Reproduce each of the records below, changing every "junction-occupancy log" to "site survey log" and keeping everything else the same.

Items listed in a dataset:
----

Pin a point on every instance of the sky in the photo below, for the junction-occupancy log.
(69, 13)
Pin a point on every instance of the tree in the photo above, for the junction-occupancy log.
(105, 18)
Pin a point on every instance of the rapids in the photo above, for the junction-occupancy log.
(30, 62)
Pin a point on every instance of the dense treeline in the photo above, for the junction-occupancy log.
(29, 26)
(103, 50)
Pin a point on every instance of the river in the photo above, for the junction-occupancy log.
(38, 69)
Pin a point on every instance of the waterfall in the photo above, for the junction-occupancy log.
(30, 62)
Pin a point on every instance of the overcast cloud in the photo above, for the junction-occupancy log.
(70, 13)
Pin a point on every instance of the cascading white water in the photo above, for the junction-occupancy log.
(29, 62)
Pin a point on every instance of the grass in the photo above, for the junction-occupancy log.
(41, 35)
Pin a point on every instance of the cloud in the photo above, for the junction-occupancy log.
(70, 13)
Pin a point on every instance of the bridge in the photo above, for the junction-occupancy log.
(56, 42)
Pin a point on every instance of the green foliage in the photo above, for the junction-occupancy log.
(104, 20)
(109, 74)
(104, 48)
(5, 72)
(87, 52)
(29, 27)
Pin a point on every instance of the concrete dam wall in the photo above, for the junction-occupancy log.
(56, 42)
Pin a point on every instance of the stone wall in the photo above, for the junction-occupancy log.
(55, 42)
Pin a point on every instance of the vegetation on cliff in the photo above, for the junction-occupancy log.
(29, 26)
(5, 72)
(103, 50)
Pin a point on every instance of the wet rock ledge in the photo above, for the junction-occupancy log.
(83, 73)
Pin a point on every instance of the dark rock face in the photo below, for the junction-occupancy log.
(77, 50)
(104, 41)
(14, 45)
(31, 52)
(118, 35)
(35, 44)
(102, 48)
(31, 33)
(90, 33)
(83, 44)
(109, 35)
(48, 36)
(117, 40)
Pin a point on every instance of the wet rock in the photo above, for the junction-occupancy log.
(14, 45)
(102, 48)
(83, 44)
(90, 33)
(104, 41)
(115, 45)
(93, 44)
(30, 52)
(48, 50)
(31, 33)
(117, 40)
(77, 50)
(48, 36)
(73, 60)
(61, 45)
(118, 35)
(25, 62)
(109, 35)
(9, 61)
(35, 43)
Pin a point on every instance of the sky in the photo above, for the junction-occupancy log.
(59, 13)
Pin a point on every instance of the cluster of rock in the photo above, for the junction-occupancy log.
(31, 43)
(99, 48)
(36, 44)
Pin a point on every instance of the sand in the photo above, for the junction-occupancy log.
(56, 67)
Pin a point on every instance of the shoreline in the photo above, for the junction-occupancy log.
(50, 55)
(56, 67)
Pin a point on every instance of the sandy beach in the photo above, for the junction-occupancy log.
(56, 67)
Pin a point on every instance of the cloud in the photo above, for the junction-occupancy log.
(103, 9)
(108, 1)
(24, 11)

----

» Problem solution
Pin a point on every instance of the sky in the photo below, for the site survey log.
(69, 13)
Pin a point on every instance of the tree in the photo above, for the site survey log.
(105, 18)
Pin a point on every instance of the rapids in the photo above, for the site survey log.
(30, 62)
Pin a point on every instance of the dense treeline in the photo above, for the site survey log.
(29, 26)
(103, 50)
Pin a point on every instance of the river in the photo above, for the site survey log.
(38, 69)
Pin a point on every instance of the waterfall in the photo above, for the site survey log.
(30, 62)
Pin a point on every instance of the overcast cloud in the photo above, for the site survey log.
(70, 13)
Pin a point on every instance of the cascading white water in the photo above, for the site survey log.
(29, 62)
Pin a point on every instance of the grass in the photo above, for the site survey log.
(41, 35)
Pin a point on every instance of the cloud in the photo above, for the site survey log.
(70, 13)
Pin a point on every instance of the bridge in the photo above, for the site survey log.
(56, 42)
Pin a point on every instance of the green foliage in the photo above, for the site survey log.
(104, 20)
(109, 74)
(104, 48)
(5, 72)
(87, 52)
(29, 27)
Pin a point on every instance of the concrete dam wall in the photo above, for the site survey log.
(56, 42)
Pin a point on every instance of the stone wall in the photo above, for the site survey log.
(55, 42)
Pin a point on every instance of the vegetation on cliff in the photo above, for the site survey log.
(29, 26)
(5, 72)
(103, 50)
Pin a point on every instance of the wet rock ledge in the photo above, for the site survey log.
(83, 73)
Pin a point on every instance of the dark rock face in the photo below, for the site survey log.
(77, 50)
(104, 41)
(14, 45)
(31, 52)
(118, 35)
(35, 44)
(102, 48)
(31, 33)
(90, 33)
(83, 44)
(109, 35)
(48, 36)
(117, 40)
Pin a point on every instance of the wet rock in the photo above, for the site survey log.
(14, 45)
(102, 48)
(83, 44)
(90, 33)
(104, 41)
(115, 45)
(93, 44)
(30, 52)
(48, 50)
(31, 33)
(117, 40)
(77, 50)
(48, 36)
(73, 60)
(61, 45)
(118, 35)
(25, 62)
(109, 35)
(9, 61)
(35, 43)
Pin a point on every instance of the sky in the photo above, for the site survey log.
(59, 13)
Pin a point on every instance of the cluster of rock in the photo above, for the site survey log.
(31, 43)
(99, 48)
(36, 44)
Pin a point on every instance of the sand in the photo above, for the site survey log.
(56, 67)
Pin a point on every instance of the shoreline in the photo above, for the site survey log.
(50, 55)
(56, 67)
Pin a point on every instance of the sandy beach in the photo above, for the site survey log.
(56, 67)
Pin a point on every instance of the cloud in the photo above, for the site survey log.
(103, 9)
(108, 1)
(24, 11)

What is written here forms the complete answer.